§ TEXT PASSAGE

Fahid Ben Khalfallah (; born 9 October 1982) is a retired professional footballer who last played for and was head coach of Australian side Nunawading City. Born in France, he represented the Tunisia national team between 2008 and 2011.

Career

Early career 
Ben Khalfallah played in the French second and third divisions until the age of 25, first with Amiens SC, then with Stade Lavallois and Angers SCO, until he got his first taste of Ligue 1 football with SM Caen. His new team, however, was relegated at the end of the season after a decent first season in Ligue 1 for the midfielder.

Valenciennes 
In the summer of 2009, he signed for Valenciennes FC for three years. He started the season very well, starting five games and coming on as a substitute in another five, scoring 3 goals and providing 5 assists.

Bordeaux 
In August 2010, Ben Khalfallah joined Bordeaux signing a four-year contract with a fee of €5 million being paid to Valenciennes.

Troyes 
He joined Troyes in January 2014.

Melbourne Victory 
In September 2014 he signed a one-year contract with Melbourne Victory.

His first season in Australia was very successful; scoring five goals and making nine assists in the A-League helping to win that competitions Premiership and Championship, as well as being awarded the Victory Medal as the club's player of the season.

On 24 April 2015, Melbourne Victory announced that they had retained Ben Khalfallah's services for a further two years, the player citing that he enjoyed life in Melbourne and playing for the club.

On 26 April 2017, Ben Khalfallah confirmed that he would be leaving the Victory at the end of the season. This was confirmed by the club on 12 May 2017, with Ben Khalfallah listed as one of 7 players departing the club at the end of the season.

Brisbane Roar 
Ben Khalfallah signed with rival A-League club Brisbane Roar on a one-season deal shortly after leaving the Victory.
On 20 April 2018, following the elimination of Brisbane Roar against Melbourne City in the A-League Elimination Finals, Fahid Ben Khalfallah decided to retire at the age of 35.

Nunawading City 
On 19 May 2018, only a month after announcing his retirement, Ben Khalfallah came out of retirement and sign for NPL2 East Victoria club Nunawading City for the remainder of the season. After promising the coaching staff he would play for Nunawading after his stint with Roar, Ben Khalfallah made his debut on the same day his signing was announced against the Eastern Lions in a goalless draw. Ben Khalfallah scored his first goal for Nunawading against Melbourne City FC Youth, winning the game 3–1. Nunawading finished the season in bottom place in NPL2 East and were relegated to the fifth-tier State League Division 1 South-East for 2019.

In September 2018, Ben Khalfallah was announced as player-coach of Nunawading for the 2019 State League 1 season. Nunawading went on to finish top of the 2019 State League 1 South East ladder, winning the league and winning promotion back into the NPL in 2020.

§ EXERCISE TASKS
A - In the Fahid Ben Khalfallah biography, what fee did Bordeaux pay Valenciennes to sign him?
B - Quote the Fahid Ben Khalfallah biography word for word, beginning at the words "On 26 April" and ending after "leaving the Victory.".
C - Continue the Fahid Ben Khalfallah biography from the point where it ends.

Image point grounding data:

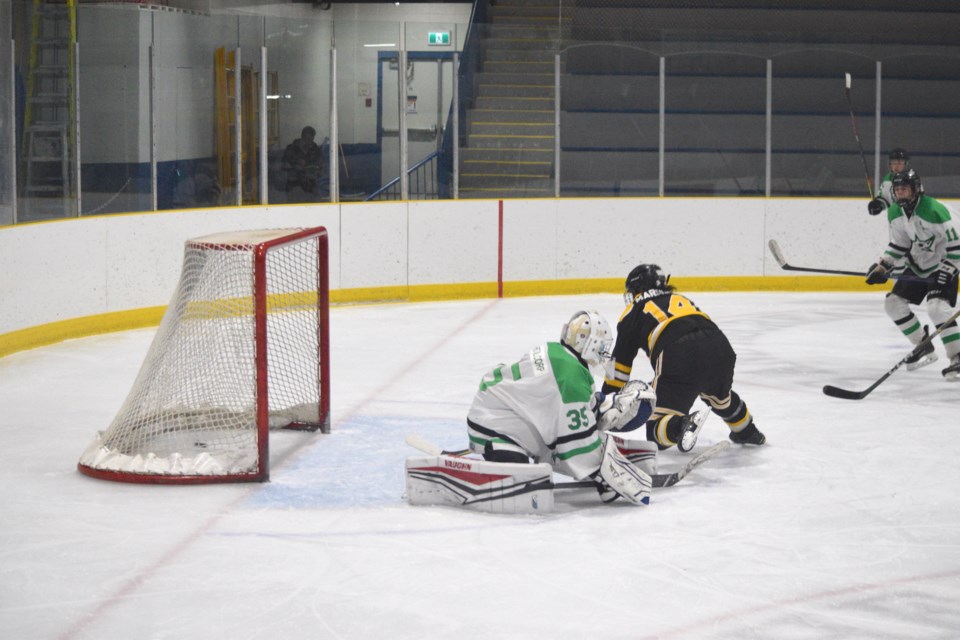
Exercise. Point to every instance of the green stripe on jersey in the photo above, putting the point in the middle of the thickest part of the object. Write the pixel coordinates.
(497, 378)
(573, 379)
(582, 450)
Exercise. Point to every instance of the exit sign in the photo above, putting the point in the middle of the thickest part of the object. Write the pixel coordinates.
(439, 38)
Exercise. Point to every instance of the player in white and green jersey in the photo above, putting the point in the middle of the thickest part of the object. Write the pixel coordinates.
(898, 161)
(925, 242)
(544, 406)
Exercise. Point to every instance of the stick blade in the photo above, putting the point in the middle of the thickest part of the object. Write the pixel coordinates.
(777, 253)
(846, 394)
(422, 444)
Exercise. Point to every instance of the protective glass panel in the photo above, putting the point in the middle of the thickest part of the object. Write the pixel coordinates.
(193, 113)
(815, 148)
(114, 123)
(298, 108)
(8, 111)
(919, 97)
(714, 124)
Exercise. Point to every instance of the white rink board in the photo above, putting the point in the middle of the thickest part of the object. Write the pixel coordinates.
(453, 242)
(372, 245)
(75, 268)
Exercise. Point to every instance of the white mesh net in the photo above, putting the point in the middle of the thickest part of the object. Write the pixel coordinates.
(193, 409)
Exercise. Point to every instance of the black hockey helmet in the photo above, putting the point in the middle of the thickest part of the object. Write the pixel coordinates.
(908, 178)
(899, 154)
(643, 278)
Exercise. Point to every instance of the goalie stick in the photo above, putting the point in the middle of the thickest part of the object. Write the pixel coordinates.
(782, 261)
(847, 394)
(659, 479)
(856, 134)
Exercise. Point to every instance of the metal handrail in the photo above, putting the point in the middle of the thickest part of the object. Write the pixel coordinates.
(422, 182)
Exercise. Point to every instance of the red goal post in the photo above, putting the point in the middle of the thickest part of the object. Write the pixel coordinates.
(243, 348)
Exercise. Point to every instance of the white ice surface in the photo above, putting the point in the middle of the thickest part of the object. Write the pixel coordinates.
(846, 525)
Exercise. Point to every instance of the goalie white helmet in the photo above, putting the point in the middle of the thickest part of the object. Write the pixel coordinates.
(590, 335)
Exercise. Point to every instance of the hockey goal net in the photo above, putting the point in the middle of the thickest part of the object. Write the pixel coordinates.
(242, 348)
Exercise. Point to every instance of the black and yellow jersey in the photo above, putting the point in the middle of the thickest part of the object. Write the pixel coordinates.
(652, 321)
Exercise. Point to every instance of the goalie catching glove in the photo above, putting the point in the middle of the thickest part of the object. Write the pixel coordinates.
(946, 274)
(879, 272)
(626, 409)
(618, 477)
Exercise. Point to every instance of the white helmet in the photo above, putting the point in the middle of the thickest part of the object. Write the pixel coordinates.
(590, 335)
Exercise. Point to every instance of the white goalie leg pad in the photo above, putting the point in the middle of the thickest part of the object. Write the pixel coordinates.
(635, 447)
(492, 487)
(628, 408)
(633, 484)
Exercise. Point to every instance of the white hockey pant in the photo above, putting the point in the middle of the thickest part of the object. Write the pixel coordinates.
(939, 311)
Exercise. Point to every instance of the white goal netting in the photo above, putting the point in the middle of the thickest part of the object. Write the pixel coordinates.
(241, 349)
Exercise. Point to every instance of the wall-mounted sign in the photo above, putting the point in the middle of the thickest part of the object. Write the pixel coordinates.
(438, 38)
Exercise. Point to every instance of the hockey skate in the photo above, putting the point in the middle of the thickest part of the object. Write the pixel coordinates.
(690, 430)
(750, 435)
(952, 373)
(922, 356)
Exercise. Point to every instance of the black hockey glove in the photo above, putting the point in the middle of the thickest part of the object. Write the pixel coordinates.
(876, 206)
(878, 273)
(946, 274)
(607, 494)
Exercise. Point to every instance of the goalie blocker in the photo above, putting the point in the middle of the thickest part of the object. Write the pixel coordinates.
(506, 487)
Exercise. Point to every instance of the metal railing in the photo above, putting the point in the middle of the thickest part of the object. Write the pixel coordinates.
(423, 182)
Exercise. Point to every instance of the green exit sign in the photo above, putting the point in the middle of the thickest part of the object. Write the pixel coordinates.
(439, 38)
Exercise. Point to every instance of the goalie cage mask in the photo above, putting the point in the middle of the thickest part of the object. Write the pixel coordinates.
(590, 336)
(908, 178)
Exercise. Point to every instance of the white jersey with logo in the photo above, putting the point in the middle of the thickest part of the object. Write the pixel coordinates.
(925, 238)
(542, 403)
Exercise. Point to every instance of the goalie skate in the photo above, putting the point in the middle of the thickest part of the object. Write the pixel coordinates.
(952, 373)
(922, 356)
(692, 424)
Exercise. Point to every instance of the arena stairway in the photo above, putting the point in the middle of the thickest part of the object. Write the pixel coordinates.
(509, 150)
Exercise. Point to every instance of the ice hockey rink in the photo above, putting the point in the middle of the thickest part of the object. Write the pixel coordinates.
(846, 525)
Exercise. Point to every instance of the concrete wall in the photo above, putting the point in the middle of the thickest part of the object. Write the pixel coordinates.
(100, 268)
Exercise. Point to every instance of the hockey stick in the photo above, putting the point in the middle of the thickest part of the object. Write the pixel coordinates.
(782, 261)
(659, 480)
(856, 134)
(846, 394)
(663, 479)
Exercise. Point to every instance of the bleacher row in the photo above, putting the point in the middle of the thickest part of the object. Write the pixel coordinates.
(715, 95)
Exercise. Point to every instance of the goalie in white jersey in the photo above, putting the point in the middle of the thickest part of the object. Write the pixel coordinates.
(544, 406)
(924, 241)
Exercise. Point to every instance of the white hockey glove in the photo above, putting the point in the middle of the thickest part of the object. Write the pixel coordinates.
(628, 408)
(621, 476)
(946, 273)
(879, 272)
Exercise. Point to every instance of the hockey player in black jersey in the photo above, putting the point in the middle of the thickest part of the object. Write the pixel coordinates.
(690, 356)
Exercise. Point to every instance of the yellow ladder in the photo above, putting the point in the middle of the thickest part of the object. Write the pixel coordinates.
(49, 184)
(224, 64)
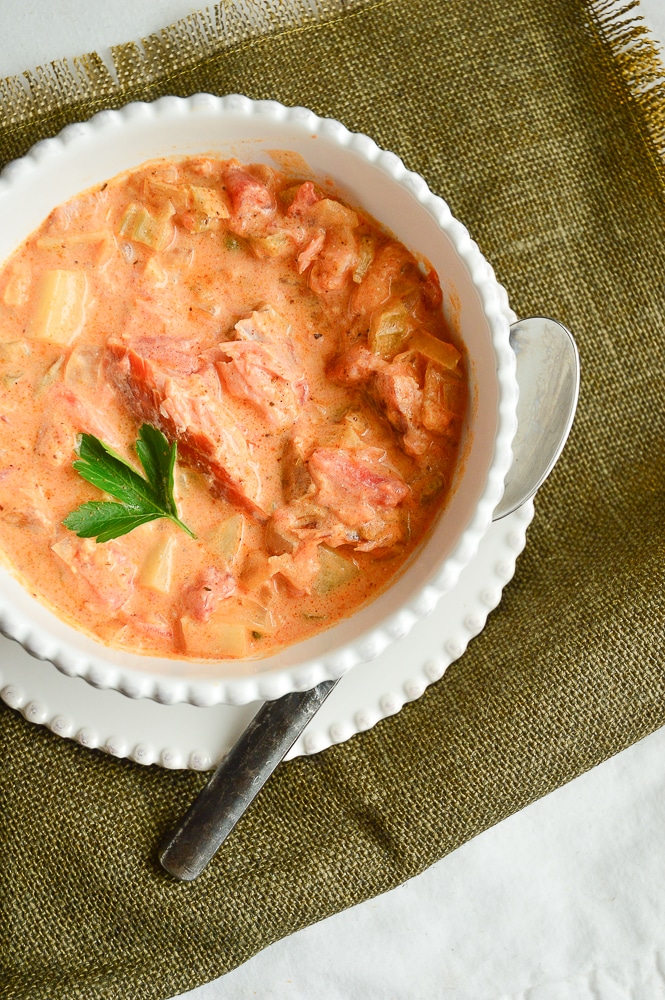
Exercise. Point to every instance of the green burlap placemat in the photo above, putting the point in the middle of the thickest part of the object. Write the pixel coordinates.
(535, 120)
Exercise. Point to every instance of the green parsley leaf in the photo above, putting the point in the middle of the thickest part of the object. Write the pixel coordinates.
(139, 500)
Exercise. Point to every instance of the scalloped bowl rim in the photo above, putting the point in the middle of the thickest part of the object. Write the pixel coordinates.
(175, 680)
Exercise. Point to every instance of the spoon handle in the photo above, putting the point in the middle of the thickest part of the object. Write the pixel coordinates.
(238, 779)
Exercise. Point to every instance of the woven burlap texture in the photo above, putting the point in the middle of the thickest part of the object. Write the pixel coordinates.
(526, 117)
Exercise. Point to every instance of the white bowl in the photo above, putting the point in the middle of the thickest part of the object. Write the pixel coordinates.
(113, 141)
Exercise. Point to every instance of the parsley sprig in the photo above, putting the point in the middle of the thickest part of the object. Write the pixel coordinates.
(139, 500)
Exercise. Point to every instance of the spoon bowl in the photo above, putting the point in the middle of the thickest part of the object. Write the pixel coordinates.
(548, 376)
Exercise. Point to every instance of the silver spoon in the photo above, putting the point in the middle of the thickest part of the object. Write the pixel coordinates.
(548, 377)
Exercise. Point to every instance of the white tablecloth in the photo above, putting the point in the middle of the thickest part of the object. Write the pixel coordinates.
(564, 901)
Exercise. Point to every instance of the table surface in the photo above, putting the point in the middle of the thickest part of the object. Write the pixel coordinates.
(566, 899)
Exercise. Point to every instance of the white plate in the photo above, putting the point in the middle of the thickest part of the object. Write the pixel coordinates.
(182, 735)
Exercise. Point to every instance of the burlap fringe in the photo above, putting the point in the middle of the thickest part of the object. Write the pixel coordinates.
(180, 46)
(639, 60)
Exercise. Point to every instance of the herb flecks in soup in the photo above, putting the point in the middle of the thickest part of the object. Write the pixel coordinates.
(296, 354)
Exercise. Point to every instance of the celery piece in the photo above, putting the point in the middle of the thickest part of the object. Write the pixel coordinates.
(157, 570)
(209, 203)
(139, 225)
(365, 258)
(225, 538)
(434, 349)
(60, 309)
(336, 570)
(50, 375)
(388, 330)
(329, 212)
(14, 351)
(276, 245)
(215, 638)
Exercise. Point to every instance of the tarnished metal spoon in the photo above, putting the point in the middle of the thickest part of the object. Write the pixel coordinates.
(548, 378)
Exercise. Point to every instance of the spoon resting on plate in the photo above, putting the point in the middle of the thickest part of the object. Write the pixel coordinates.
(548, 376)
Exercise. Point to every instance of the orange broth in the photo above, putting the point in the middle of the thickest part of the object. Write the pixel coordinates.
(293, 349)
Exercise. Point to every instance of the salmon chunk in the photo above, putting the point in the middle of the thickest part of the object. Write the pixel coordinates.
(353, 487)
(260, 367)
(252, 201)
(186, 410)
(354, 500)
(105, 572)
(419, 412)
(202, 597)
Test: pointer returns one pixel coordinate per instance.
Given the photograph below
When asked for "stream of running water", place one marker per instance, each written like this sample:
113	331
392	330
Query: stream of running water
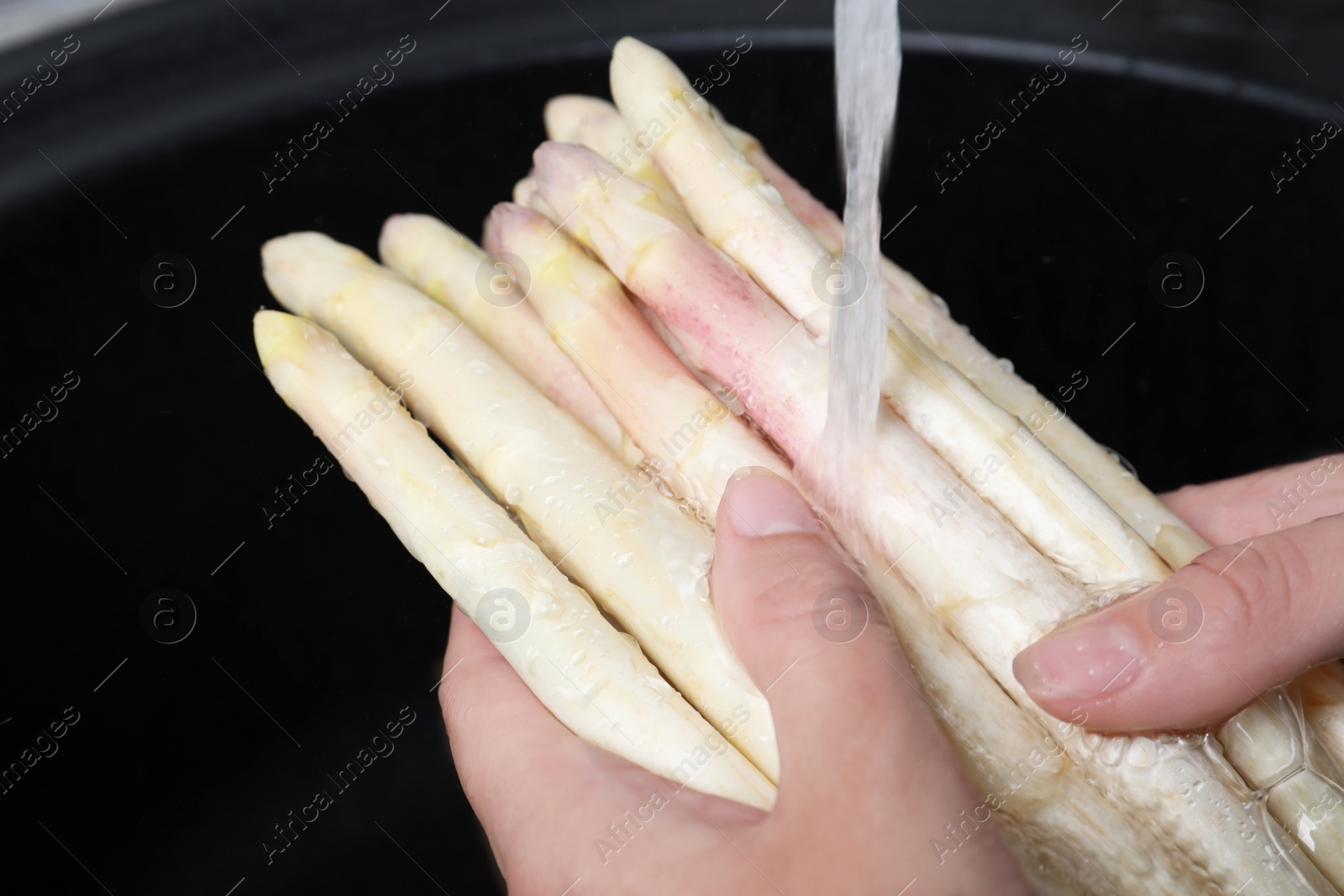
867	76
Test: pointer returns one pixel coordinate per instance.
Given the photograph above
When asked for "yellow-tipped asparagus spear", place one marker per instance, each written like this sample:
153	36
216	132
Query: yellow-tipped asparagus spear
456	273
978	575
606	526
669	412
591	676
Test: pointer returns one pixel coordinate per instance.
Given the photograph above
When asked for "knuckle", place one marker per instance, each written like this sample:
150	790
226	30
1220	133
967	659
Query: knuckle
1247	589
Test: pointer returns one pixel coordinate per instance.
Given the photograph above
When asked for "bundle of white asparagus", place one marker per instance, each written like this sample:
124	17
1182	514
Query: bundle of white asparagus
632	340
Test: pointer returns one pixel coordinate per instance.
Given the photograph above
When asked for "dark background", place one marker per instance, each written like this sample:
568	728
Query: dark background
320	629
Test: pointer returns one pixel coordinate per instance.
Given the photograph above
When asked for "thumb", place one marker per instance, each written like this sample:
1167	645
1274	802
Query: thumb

§ ANSWERS PER TASK
A - €5 million

B -
On 26 April 2017, Ben Khalfallah confirmed that he would be leaving the Victory at the end of the season. This was confirmed by the club on 12 May 2017, with Ben Khalfallah listed as one of 7 players departing the club at the end of the season.

Brisbane Roar 
Ben Khalfallah signed with rival A-League club Brisbane Roar on a one-season deal shortly after leaving the Victory.

C -
On October 15, 2021, after two disrupted seasons due to the COVID-19 Pandemic; Nunawading City announced on their facebook page that they had parted ways with Ben Khalfallah and assistant Devon Bonne after the 2021 NPL3 Season had been cancelled. Bringing his 3 years with the club and his playing career to an end at Mahoney's Reserve.

Personal life 
Ben Khalfallah was born in Peronne, France, to Tunisian parents. His father had emigrated to France, also as a professional footballer. Although his parents were Muslim, Ben Khalfallah has described himself as an atheist.

He has often spoken very positively of the experience for himself and his family since moving to Melbourne, Australia, for Melbourne Victory, and this was a key reason for his re-signing for the club.

Ben Khalfallah currently works as a player agent.

Honours

Club 
Bordeaux
 Coupe de France: 2012–13

Melbourne Victory:
 A-League Championship: 2014–2015
 A-League Premiership: 2014–2015
 FFA Cup: 2015

Nunawading City
 Victorian State League Division 1: 2019

Individual 
 Ligue 2 UNFP Team of the Year: 2007–08
 Victory Medal: 2014–15
 A-League PFA Team of the Season: 2014–15

References

External links 
frenchleague.com

1982 births
Living people
People from Péronne, Somme
Sportspeople from Somme (department)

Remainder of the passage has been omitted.